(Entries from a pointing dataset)
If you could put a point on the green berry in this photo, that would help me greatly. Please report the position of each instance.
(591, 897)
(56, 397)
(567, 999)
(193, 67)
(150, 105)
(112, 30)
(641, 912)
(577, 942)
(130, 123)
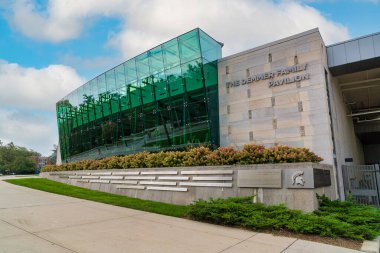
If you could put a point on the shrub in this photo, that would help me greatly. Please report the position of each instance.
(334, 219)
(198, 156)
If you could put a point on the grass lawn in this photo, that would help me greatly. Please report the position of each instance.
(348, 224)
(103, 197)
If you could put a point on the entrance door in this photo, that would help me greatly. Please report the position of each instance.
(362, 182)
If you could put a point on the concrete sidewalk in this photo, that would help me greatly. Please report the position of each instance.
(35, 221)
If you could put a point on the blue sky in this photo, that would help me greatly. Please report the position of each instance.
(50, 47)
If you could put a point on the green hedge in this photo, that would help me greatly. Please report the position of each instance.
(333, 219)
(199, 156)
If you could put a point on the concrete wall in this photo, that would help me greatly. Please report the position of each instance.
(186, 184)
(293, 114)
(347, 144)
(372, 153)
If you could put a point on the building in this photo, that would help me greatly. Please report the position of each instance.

> _PROBLEM DESCRIPTION_
Copy every line above word for word, leaving out the pictures.

> _EXERCISE SOLUTION_
If you could put a point on the green berry in this photo, that would help me greatly. Please report the position of each instance.
(591, 897)
(56, 397)
(567, 999)
(193, 67)
(150, 105)
(112, 30)
(641, 912)
(577, 942)
(130, 123)
If you could put a point on the shrub in this photo, that would help me greatly. Please report the position of each instance.
(334, 219)
(198, 156)
If you could put a point on the grass lawn in this photo, that would help me greatly. Please report the position of each instance.
(348, 224)
(103, 197)
If you could put a point on the entrance door in this photo, that would help me greatly. Please report the position of each instance.
(362, 182)
If you could put a point on the concrete sidewalk in this photo, that would help me greatly. Please report the position of each instance.
(35, 221)
If you could put a point on the blue sky in this photo, that would help me greatly. Please report the position of each instance.
(50, 47)
If you could put a point on the green hedge in this photo, that would help me greatly. Please report the position of each instance.
(333, 219)
(199, 156)
If you could put a point on the concrete wall in this photo, that would help me greatly. Please report the position of each instance.
(186, 184)
(293, 114)
(347, 144)
(372, 153)
If you could put a point on the building in this photo, that would help me greatly. Please report the position of each instance.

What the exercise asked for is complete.